What you have to do | Can you copy out the mailing-list reply about bind values in deadlocks word for word, starting with "Anyway, setting out" and going on through "a RAC environment?"?

Text provided |
RE: determining bind values in deadlock situations

  • From: "Joel Wittenmyer" <joel.wittenmyer@xxxxxxxxxxxxxxxxx>
  • To: "oracle-l@xxxxxxxxxxxxx" <oracle-l@xxxxxxxxxxxxx>
  • Date: Thu, 05 Mar 2009 16:55:27 -0600

It was a stand-alone environment in each case, and of course I only had
the statements and variables for the process that received the ORA-60,
and the statement from the second process that caused the deadlock.  The
Process State dump in the trace file will show you all the statements
that the process has issued, ordered by 'savetime' (iirc).  (Note:
'savetime' values wrap.)

For a RAC environment, use the methods given previously to get to the
individual process files.  From there the methods are the same.

Anyway, setting out all the statements and variable values for one
process, in order, along with the locking statement from the other
process allowed the development team to determine how they got to where
they were, and fix the issue.



So, how did you get all the statements and bind variables for a
deadlock, in a RAC environment?
> 
> Regards,
>  
> Vlado Barun, M.Sc.
> Sr. Manager, Database Engineering and Operations
> Jewelry Television
> Mobile: 865 335 7652
> Email: vlado.barun@xxxxxxx
> 
> -----Original Message-----
> From: oracle-l-bounce@xxxxxxxxxxxxx
[mailto:oracle-l-bounce@xxxxxxxxxxxxx] On Behalf Of Joel Wittenmyer
> Sent: Thursday, March 05, 2009 2:58 PM
> To: oracle-l@xxxxxxxxxxxxx
> Subject: Re: determining bind values in deadlock situations
> 
> 'Application Error' is just one of many reasons you can get a deadlock.
>  The bind variables help you to understand exactly what the application
> was doing.  Even if it is in fact an application errors, the bind
> variable values in conjunction with the rest of the information in the
> Process State often helps the developers figure out exactly how they got
> themselves into that situation.  It can also tell you if the application
> caught the error and re-tried the statement (if a DML) or not.  Which is
> to say that you can tell if you have lost data.  By laying out the
> entire sequence of events that one process did, along with the bind
> variable values, for the VP in one company we resolved a deadlock that
> the company had been plagued by for years and had given up hope of
> resolving.  For another company, I showed them that they were losing
> about 100 records / day.

Given data |
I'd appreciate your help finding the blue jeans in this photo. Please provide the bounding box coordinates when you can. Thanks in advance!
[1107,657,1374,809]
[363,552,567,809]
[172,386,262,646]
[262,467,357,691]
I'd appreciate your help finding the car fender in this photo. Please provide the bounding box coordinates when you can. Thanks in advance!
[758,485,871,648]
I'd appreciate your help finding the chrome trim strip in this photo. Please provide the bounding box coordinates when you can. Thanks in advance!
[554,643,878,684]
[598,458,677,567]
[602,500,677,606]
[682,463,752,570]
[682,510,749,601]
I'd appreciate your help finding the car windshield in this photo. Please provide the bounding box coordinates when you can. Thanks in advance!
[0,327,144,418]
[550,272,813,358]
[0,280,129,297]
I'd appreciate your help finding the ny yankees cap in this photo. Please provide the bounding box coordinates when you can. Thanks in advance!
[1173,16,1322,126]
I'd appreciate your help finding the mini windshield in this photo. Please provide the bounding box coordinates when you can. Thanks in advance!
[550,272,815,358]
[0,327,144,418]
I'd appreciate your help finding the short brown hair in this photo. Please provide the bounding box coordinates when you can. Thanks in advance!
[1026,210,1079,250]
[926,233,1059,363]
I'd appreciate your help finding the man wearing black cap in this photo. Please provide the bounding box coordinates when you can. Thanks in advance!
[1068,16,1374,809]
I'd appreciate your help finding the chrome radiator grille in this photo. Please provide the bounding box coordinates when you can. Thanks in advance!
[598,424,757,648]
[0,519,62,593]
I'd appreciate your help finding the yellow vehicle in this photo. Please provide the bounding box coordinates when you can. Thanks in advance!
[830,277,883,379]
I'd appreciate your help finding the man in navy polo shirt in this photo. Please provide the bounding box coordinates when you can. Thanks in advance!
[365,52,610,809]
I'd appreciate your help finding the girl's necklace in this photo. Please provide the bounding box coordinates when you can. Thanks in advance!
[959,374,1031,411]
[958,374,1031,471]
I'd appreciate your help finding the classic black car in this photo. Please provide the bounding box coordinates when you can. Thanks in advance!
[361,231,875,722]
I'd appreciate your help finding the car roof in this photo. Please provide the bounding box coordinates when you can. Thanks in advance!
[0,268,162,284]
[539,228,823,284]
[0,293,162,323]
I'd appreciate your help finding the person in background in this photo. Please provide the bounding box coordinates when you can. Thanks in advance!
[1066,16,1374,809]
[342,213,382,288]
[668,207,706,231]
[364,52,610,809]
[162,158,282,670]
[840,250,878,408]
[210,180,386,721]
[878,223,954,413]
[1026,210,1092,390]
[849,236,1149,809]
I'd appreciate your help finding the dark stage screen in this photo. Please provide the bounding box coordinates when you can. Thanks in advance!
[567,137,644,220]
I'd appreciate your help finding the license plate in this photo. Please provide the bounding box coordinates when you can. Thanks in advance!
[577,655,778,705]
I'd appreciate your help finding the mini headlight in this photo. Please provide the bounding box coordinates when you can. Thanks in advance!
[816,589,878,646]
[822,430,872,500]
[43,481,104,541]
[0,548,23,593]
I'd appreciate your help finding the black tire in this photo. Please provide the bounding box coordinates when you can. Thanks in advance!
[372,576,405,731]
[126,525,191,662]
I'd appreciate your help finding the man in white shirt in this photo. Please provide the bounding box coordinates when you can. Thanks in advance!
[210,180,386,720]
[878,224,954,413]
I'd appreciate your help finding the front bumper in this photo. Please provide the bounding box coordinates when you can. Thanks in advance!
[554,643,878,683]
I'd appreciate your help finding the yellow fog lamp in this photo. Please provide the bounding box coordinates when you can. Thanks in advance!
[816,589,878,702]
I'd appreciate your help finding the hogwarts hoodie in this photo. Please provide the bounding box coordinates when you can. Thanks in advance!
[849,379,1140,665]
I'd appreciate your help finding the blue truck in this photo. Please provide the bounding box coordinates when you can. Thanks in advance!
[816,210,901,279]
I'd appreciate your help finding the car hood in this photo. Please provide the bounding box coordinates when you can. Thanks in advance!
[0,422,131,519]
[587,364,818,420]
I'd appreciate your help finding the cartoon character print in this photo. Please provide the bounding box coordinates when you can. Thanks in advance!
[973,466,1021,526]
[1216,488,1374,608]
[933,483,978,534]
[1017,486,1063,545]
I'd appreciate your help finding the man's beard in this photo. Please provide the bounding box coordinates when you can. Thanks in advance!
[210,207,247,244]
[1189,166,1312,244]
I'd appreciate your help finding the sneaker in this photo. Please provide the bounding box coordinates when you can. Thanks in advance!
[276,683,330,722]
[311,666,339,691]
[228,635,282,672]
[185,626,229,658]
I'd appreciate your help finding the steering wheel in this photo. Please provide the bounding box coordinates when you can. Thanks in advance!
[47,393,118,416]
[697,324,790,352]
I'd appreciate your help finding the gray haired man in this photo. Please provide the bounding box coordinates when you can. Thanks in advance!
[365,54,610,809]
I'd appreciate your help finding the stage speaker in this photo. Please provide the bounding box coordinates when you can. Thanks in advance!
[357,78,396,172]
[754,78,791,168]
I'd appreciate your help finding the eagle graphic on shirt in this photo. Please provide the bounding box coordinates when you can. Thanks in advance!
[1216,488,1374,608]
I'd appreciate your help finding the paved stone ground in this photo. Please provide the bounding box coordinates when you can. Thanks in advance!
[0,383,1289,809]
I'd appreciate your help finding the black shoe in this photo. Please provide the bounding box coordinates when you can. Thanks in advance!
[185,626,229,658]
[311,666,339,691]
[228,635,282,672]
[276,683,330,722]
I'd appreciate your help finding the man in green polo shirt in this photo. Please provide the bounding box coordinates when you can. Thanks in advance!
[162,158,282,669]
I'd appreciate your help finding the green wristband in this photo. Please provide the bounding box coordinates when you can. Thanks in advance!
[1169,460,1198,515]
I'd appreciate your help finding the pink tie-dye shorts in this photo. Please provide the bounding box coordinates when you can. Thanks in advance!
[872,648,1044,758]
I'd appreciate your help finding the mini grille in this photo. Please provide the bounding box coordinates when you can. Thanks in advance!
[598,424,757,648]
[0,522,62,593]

Solution to the problem |
Anyway, setting out all the statements and variable values for one
process, in order, along with the locking statement from the other
process allowed the development team to determine how they got to where
they were, and fix the issue.



So, how did you get all the statements and bind variables for a
deadlock, in a RAC environment?